== TASK DETAILS ==
Please print every line of the listing below, unchanged.

[Extracted records]
--- start ---

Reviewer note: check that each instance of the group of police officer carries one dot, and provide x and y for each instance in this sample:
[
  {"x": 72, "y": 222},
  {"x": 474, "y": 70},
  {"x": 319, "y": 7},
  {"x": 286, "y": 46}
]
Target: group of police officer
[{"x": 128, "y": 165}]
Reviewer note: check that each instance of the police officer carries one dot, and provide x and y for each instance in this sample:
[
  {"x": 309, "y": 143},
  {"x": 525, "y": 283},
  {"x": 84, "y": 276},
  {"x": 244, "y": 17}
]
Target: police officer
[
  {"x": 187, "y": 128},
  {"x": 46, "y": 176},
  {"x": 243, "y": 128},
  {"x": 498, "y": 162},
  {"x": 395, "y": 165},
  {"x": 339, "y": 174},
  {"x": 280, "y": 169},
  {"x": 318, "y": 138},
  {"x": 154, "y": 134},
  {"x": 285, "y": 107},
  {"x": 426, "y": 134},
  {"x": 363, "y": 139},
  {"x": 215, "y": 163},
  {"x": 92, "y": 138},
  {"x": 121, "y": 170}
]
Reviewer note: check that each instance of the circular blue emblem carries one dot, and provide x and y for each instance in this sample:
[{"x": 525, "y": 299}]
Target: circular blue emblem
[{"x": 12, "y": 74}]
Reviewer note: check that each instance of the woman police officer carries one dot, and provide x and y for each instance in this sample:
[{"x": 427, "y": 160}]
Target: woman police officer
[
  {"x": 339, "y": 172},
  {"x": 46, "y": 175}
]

--- end ---

== ANSWER TO THE EXERCISE ==
Reviewer note: check that each instance of the group of police officer carries one dot, and provide x and y for each instance in this sample:
[
  {"x": 72, "y": 222},
  {"x": 474, "y": 70},
  {"x": 319, "y": 7},
  {"x": 286, "y": 46}
]
Target: group of police officer
[{"x": 128, "y": 165}]
Reviewer note: check that each instance of the police officer carries one dot, and provide x and y for each instance in this sample:
[
  {"x": 309, "y": 143},
  {"x": 525, "y": 283},
  {"x": 84, "y": 276},
  {"x": 244, "y": 17}
]
Target: police officer
[
  {"x": 187, "y": 128},
  {"x": 46, "y": 176},
  {"x": 243, "y": 128},
  {"x": 498, "y": 162},
  {"x": 395, "y": 165},
  {"x": 339, "y": 174},
  {"x": 280, "y": 169},
  {"x": 318, "y": 138},
  {"x": 154, "y": 134},
  {"x": 285, "y": 107},
  {"x": 426, "y": 134},
  {"x": 363, "y": 139},
  {"x": 215, "y": 163},
  {"x": 92, "y": 138},
  {"x": 121, "y": 170}
]
Reviewer note: check that each instance of the circular blue emblem carries one dot, and provide x and y for each instance in this sample:
[{"x": 525, "y": 299}]
Target: circular blue emblem
[{"x": 12, "y": 74}]
Reviewer note: check that each instance of the woman police officer carries one dot, and provide x and y for each instance in this sample:
[{"x": 427, "y": 160}]
Target: woman police officer
[
  {"x": 339, "y": 172},
  {"x": 46, "y": 175}
]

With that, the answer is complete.